MongoDB sysbench-mongo benchmark¶
Benchmark date: Jun 2015.
The goal was to evaluate different available storage engines for MongoDB. The workload is sysbench-mongodb. The load is designed to be a heavy IO-load, and I use a slow storage.
The benchmark was done on the server HPPRO2 with RAID10 over 6 SAS hard drives as a storage
Workload description¶
- NUM_COLLECTIONS=640
- NUM_DOCUMENTS_PER_COLLECTION=1000000
- NUM_WRITER_THREADS=64
- RUN_TIME_MINUTES=180 (in some cases 60)
This gives about ~250GB of data for MMAP engines (uncompressed). I use small cache sizes and limit total available memory available for mongod process via cgroups see cgroup blog post
So I use following cache/total memory configurations:
- 8GiB cache / 16GiB total
- 16GiB cache / 32GiB total
- 32GiB cache / 48GiB total
For MMAP engine there is no cache configuration, so only total memory limit is applied.
I use prolonged runs (1h or 3h) with measurements every 10sec to see long-term patterns and trends.
I use my binaries for MongoDB which includes RocksDB storage engine link to binaries
MMAP vs WiredTiger¶
MongoDB MMAP startup command line
$MONGODIR/mongod --dbpath=$DATADIR --logpath=$1/server.log
MongoDB wiredTiger startup command line
$MONGODIR/mongod --dbpath=$DATADIR --storageEngine=wiredTiger \
--wiredTigerCacheSizeGB=X --wiredTigerJournalCompressor=none
Results:¶
The graphical results to see the pattern (throughput is shown, in operations per second, more is better)

_ _ _ _ _

_Required task 1_.
Translate this sentence from the MongoDB benchmark write-up into Spanish: "For MMAP engine there is no cache configuration, so only total memory limit is applied."
_Required task 2_.
Transcribe the part of the MongoDB benchmark write-up that opens with the words containing "The benchmark was" and closes with "some cases 60)".
_Required task 3_.
Write the next part of the MongoDB benchmark write-up, picking up after its final sentence.
The records have no connection to the MongoDB benchmark write-up.

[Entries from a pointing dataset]
_ _ _ _ _

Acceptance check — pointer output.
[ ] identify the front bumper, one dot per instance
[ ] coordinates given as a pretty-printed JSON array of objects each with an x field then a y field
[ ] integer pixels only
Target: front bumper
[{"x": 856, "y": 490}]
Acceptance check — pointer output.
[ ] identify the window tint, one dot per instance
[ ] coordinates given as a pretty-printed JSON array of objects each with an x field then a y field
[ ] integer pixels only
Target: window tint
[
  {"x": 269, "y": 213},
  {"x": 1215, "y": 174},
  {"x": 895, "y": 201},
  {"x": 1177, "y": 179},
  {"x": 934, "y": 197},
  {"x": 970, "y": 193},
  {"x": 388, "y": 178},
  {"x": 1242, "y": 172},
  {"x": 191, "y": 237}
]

_ _ _ _ _

_Answer 1_.
Para el motor MMAP no hay configuración de caché, por lo que solo se aplica el límite de memoria total.

_Answer 2_.
The benchmark was done on the server HPPRO2 with RAID10 over 6 SAS hard drives as a storage
Workload description¶
- NUM_COLLECTIONS=640
- NUM_DOCUMENTS_PER_COLLECTION=1000000
- NUM_WRITER_THREADS=64
- RUN_TIME_MINUTES=180 (in some cases 60)

_Answer 3_.
Or average results (throughput, operations per second) during 2nd hour:
| size | mmap | wiredTiger |
|---|---|---|
| 8/16 | 26 | 53 |
| 16/32 | 31 | 61 |
| 32/48 | 35 | 67 |
WiredTiger checkpoint period¶
On previous chart we see a lot of variance in wiredTiger results. My guess was it is related to checkpointing activity,
which by default happens every 60. It took some research to find a way to change a checkpoint period for wiredTiger,
apparently the variable --syncdelay is responsible for that.
So there is results with longer (900sec) checkpoint interval for wiredTiger
Or average results (throughput, operations per second) during 2nd hour:
| size | mmap | wiredTiger | wiredTiger (checkpoint 900sec) |
|---|---|---|---|
| 8/16 | 26 | 53 | 58 |
| 16/32 | 31 | 61 | 67 |
| 32/48 | 35 | 67 | 72 |
So we can make a conclusion that increasing checkpoint interval makes some improvement in the variance, and the overall result is better (though dips in throughput is worse during checkpoint activity). I will use the last result (with checkpoint period 900) in the following tables.
RocksDB vs WiredTiger¶
MongoDB RocksDB [1] startup command line
$MONGODIR/mongod --dbpath=$DATADIR --storageEngine=rocksdb \
--rocksdbCacheSizeGB=X
Most runs for RocksDB was 60 min, plus one extra run for 180 min.
Or average results (throughput, operations per second) during 2nd hour:
| size | mmap | wiredTiger | RocksDB |
|---|---|---|---|
| 8/16 | 26 | 58 | 81 |
| 16/32 | 31 | 67 | 91 |
| 32/48 | 35 | 72 | 104 |
TokuMX vs WiredTiger¶
I use Percona TokuMX 2.0.1 [2] in this test.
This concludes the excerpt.